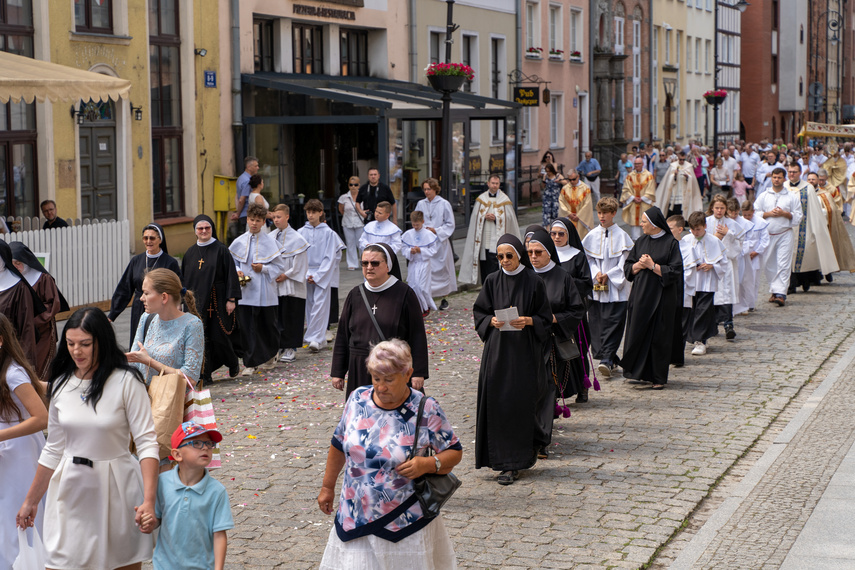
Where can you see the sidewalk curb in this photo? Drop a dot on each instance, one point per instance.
(705, 535)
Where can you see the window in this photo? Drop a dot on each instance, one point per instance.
(470, 58)
(354, 52)
(556, 39)
(532, 25)
(575, 31)
(18, 164)
(556, 121)
(91, 16)
(262, 35)
(308, 50)
(618, 35)
(166, 124)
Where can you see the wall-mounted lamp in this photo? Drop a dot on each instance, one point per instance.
(137, 111)
(78, 114)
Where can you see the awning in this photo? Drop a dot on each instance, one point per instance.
(28, 79)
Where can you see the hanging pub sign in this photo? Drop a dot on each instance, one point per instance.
(527, 96)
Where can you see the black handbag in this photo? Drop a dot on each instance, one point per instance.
(566, 349)
(431, 490)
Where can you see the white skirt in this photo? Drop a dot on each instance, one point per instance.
(428, 549)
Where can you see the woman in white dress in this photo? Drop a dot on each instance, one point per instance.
(23, 417)
(96, 490)
(353, 219)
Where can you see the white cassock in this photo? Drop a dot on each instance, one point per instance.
(381, 232)
(778, 257)
(440, 216)
(419, 267)
(324, 256)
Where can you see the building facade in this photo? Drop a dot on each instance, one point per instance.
(555, 49)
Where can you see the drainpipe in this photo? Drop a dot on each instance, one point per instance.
(414, 64)
(237, 114)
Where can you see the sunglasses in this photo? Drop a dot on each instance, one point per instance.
(197, 444)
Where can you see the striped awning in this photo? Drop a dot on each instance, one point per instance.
(27, 79)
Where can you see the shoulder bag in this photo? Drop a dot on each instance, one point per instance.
(431, 490)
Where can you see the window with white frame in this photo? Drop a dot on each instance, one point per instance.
(575, 31)
(636, 79)
(530, 128)
(556, 121)
(619, 35)
(532, 25)
(556, 37)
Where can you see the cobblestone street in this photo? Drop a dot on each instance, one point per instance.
(628, 468)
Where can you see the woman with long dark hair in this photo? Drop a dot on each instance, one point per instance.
(96, 490)
(23, 416)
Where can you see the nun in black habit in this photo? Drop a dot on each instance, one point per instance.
(209, 271)
(398, 314)
(571, 256)
(655, 268)
(129, 288)
(513, 363)
(567, 312)
(20, 303)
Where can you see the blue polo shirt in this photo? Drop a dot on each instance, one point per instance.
(189, 517)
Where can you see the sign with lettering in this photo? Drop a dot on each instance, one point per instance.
(318, 12)
(527, 96)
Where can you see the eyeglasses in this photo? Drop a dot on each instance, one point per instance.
(198, 444)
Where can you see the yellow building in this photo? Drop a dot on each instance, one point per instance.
(142, 159)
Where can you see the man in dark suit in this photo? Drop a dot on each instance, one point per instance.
(372, 193)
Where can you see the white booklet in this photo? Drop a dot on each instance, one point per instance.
(506, 316)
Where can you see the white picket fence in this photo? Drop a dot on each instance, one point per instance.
(86, 259)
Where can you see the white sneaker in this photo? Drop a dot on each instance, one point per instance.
(288, 355)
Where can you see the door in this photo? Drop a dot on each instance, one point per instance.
(98, 192)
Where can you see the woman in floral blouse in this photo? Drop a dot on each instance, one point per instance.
(379, 522)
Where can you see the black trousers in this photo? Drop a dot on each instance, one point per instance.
(290, 318)
(488, 265)
(607, 322)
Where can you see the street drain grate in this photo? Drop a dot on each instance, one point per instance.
(776, 328)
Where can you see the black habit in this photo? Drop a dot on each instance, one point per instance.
(214, 281)
(513, 370)
(399, 316)
(654, 311)
(129, 287)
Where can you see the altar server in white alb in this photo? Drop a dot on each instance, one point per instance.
(257, 256)
(439, 219)
(324, 256)
(783, 211)
(607, 246)
(381, 230)
(419, 246)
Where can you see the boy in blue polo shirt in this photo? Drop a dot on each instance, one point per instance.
(192, 508)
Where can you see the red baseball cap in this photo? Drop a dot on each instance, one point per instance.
(189, 430)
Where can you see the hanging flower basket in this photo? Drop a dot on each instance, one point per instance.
(448, 77)
(716, 97)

**Task prompt:** Copy the listing over exactly, skipping the pictures it holds.

**Final result:**
Where can you see the sidewalk curb in this photo? Drop a dot on each instance, one point per instance.
(705, 535)
Where can you see the window in this photo? Drop a dot on each instance, one point per instance.
(470, 58)
(354, 52)
(556, 39)
(532, 25)
(575, 31)
(18, 164)
(556, 121)
(91, 16)
(262, 35)
(308, 50)
(618, 35)
(166, 124)
Where can you see the wall-mounted lamp in this photo? Drop a dot on each instance, one point per instance.
(137, 111)
(78, 114)
Where can you see the awning in this photo? Drop a dot on each instance, one point per instance.
(28, 79)
Where can you see the hanging pub sign in this photo? Drop a dot on each instance, one point per instance.
(527, 96)
Where can you see the black handbag in this photo? Drop a dot on each instance, one point per instance.
(566, 349)
(431, 490)
Where can you see the white skirt in this photo? Drop a dot on each instance, one point per instance.
(428, 549)
Where can you see the woman in white dress in this photo? Drop a dot on each instance, one point per instance.
(23, 417)
(96, 490)
(353, 219)
Where can you see the white cassock in this photo? Drop a dot on each instance, one point per instance.
(381, 232)
(778, 257)
(440, 216)
(419, 267)
(324, 256)
Where can you see the building facade in this photo? Drop a dot on each instance, one point per instance.
(555, 49)
Where can you see the drainpipe in this photo? Drop a dot on each instance, one point per instance.
(414, 64)
(237, 114)
Where can you see the sunglasses in this photo? Drop a dot on each instance, one point per instance.
(197, 444)
Where can you see the striped awning in this photo? Drop a dot on each instance, one point per instance.
(27, 79)
Where can you see the shoulder bag in this photo? Drop a dot on each instance, one point per instance.
(431, 490)
Where can you see the window with white frame in this photo? Drop a dot on each instance, one point per instance.
(575, 31)
(636, 79)
(530, 128)
(556, 121)
(619, 35)
(532, 25)
(556, 37)
Where can you see the cobblestone street in this photo? Drop a dot on each instance, one point per instance.
(628, 468)
Where can you see the woman with long dark hair in this photo? Drop a dot on each instance, one point per instance.
(96, 490)
(23, 416)
Where can you see the nun in black habit in this photo? Drop a dot on each instance, one point per instance.
(209, 271)
(398, 314)
(571, 256)
(655, 268)
(129, 288)
(513, 363)
(567, 312)
(20, 303)
Where can you see the blue polo shirt in this photo? Drop a dot on each instance, one point per instance.
(189, 517)
Where can you see the sign with lettering in this photo? Drop a dot on each instance, one point per instance.
(318, 12)
(527, 96)
Where can you see the eyeglasses in this photo? Drop a dot on each instance, one point per instance.
(198, 444)
Where can you see the yellow building in this photo? Drop a dot on each instance, one point per instance.
(142, 159)
Where can you see the man in dark suit in this photo? Drop a dot on each instance, one point per instance.
(372, 193)
Where can you see the white booklet in this photo? Drop a dot on each instance, one point per instance.
(506, 316)
Where can you see the white picket fence in this photo? Drop a dot on each instance, one point per instance.
(86, 259)
Where can you see the white sneaker in this photo? Drop a dot on each instance, one point per instance.
(288, 355)
Where can you see the door in this photo? Drop a dot on each instance, one point per instance.
(98, 192)
Where can you see the woman in floral blouse in this photo? Drop a dot on each instance, one point per instance.
(379, 522)
Where can you see the black trousers in this photo? Drop a dot on each instance, one point per instance.
(290, 318)
(488, 265)
(607, 322)
Where can you see the street drain grate in this photo? Drop a dot on each instance, one point per instance.
(776, 328)
Where can you see the black habit in this photo? Drop a dot on each instance, one point per instance.
(214, 281)
(513, 370)
(399, 316)
(654, 311)
(129, 287)
Where can you see the altar server in white alb in this photo? Drop a dot on each instance, one point per instance.
(257, 256)
(439, 219)
(324, 256)
(783, 211)
(607, 246)
(381, 230)
(419, 246)
Where can you see the boy in blue polo shirt in this photo? Drop a dot on each instance, one point per instance.
(192, 508)
Where can you see the red baseball cap in this photo? Drop a dot on each instance, one point per instance.
(189, 430)
Where can you see the hanging flower basket in this photo? Drop a dot on each instance, one point per instance.
(448, 77)
(716, 97)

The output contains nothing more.